VORGELEGTER TEXT -
Wenn in diesen Zeiten jemand in einem großen Wagen auf große Fahrt geht und um Spenden bittet, dann muss schon die Frage erlaubt sein, ob die Kohle für den Sprit ist. Thilo A. Bauer schüttelt den Kopf und lacht, so weit sei es noch nicht gekommen. Es läuft alles im grünen Bereich, wie im vergangenen Jahr auch.
Traumroute durch Europa
Damals, im September 2021, sind Thilo und Ehefrau Karin Bauer mit ihrer betagten S-Klasse, Baujahr 1988, durch Europa gekurvt – auf einer Traumroute. Der Eindruck drängt sich auf, wenn die beiden von der Reise erzählen. Oder wenn man das Fotobuch durchblättert, das Karin Bauer, Chefin einer Druckvorstufe, ihrem Mann, dem Chef einer Werbeagentur, hinterher geschenkt hat: der Daimler am Gipfel des St.-Bernardino-Passes, an der Cote Azur, in einer spanischen Wüstenlandschaft – oder das Paar freudestrahlend, vor dem Atomium in Brüssel, auf der Haube des Mercedes sitzend. Los ging’s im bayrischen Bad Aibling, auf dem Gelände der Schlossbrauerei Maxlrain. Der südlichste Punkt war das spanische Valencia, Ziel die belgische Hauptstadt.
Auf 5000 Kilometern 6800 Euro gesammelt
Hinterher hatte der Daimler gut 5000 Kilometer mehr auf dem Tacho und das Team Karmarleen, wie die Bauers sich nennen, 6800 Euro für einen gemeinnützigen Zweck gesammelt. Genau: für den Förderverein für krebskranke Kinder Tübingen. „Das Geld“, erklärt Bauer, damit niemand den Gag mit den Spritkosten in den falschen Hals bekommt, „kriegen wir gar nicht in die Hände. Das lief über das Online-Portal Betterplace.org und ging komplett an die Tübinger.“
Freunde und Geschäftsfreunde haben das Projekt der Bauers gesponsert, die mit ihren beiden Kindern in Aidlingen im Landkreis Böblingen leben und in Stuttgart-Vaihingen arbeiten. Die durften nicht nur Geld geben, sondern den beiden auch über soziale Medien folgen. „Die sollten schließlich auch was für ihr Geld haben“, sagt Karin Bauer.

ZU LÖSENDE AUFGABE - Schreiben Sie bitte den Bericht über die Spendenfahrt von Karin und Thilo Bauer im Anschluss an seinen letzten Satz weiter.

ENTNOMMENES MATERIAL -

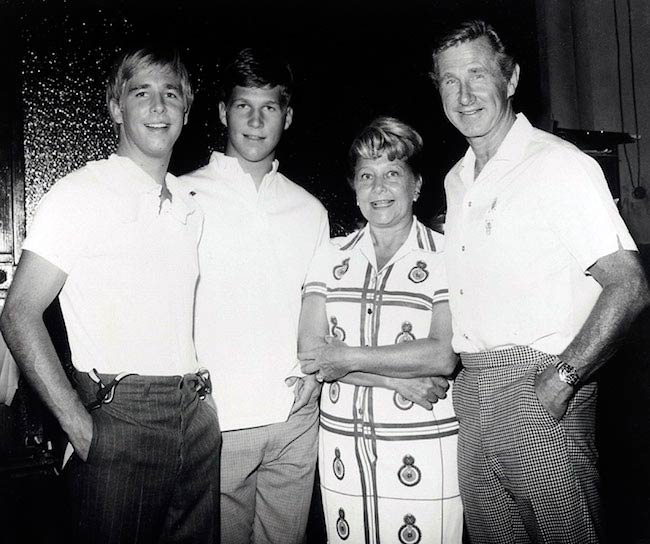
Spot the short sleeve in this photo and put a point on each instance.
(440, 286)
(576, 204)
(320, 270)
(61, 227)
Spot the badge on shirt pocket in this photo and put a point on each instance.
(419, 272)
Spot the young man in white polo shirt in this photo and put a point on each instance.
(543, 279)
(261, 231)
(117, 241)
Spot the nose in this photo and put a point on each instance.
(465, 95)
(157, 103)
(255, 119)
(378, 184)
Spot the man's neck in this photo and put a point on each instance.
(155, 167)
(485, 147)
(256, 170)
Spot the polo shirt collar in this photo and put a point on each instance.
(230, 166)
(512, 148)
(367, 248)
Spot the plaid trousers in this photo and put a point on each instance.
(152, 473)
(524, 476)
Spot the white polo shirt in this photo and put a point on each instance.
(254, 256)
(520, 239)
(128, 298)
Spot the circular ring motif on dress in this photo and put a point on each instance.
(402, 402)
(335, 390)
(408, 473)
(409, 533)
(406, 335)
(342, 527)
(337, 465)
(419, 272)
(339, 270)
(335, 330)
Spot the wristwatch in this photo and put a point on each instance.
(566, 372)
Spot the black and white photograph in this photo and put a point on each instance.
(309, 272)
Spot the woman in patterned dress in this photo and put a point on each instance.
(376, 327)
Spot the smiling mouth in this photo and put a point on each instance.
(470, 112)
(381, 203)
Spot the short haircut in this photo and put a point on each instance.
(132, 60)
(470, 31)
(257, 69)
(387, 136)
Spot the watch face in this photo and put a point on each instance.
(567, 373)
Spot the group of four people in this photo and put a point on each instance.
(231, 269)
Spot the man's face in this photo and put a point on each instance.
* * *
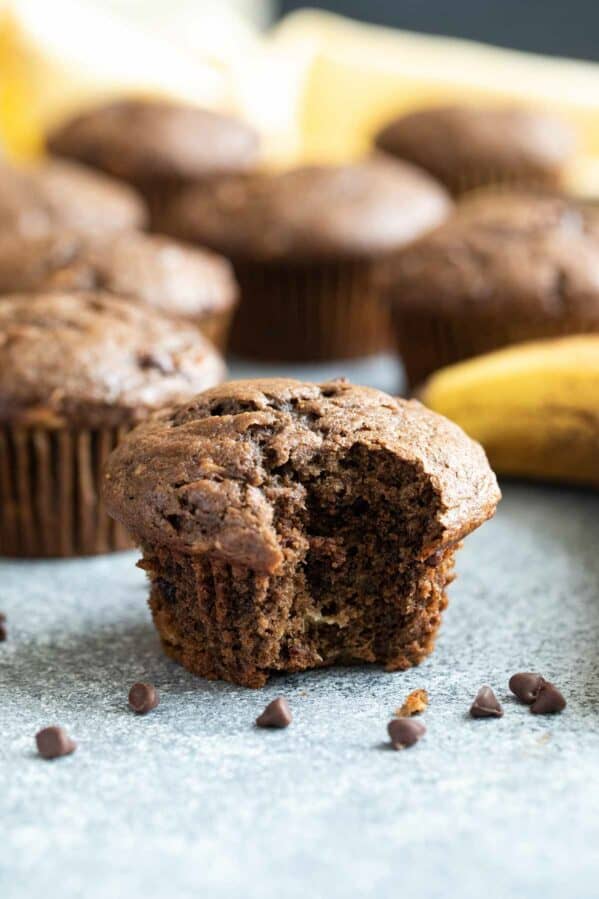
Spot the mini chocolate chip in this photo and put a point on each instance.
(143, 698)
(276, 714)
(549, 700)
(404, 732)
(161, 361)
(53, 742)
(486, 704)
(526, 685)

LÖSUNG ZUR AUFGABE -
Navigiert wurde mittels Karte
Karin und Thilo Bauer waren nicht die einzigen, die sich zur „European 5000“ und zum kürzeren „Mountain Summit“ auf den Weg machten. 250 Old- und Youngtimer sind vergangenen September vom Hof der Brauerei gerollt. Das Reglement war dem Alter der Karossen angepasst, navigiert wurde mittels Karte. Autobahnen waren tabu, außer es galt, eine Metropole zu umfahren.
Mit dem Mercedes 300 S hatten die Autofans aus dem Schwäbischen, die regelmäßig auch beim Solitude Revival mit von der Partie sind, noch mit das komfortabelste Fortbewegungsmittel gewählt. Aus Berlin kam, in Skiklamotten eingehüllt, ein Team im offenen VW Buggy angereist. Ein Feinkosthändler aus Hamburg absolvierte die komplette Strecke auf seiner Vespa. Das Schlusslicht bildete ein ADACler mit einem ausrangierten Dienstwagen der Pannenhelfer. „Der hat dafür einen Teil seines Jahresurlaubs genommen“, erzählt Bauer. Wenn einer liegen blieb, war der Gelbe Engel ehrenhalber mit seinem Passat aus den 1980er Jahren oft die letzte Rettung.
Was soll der Dachkoffer auf der S-Klasse?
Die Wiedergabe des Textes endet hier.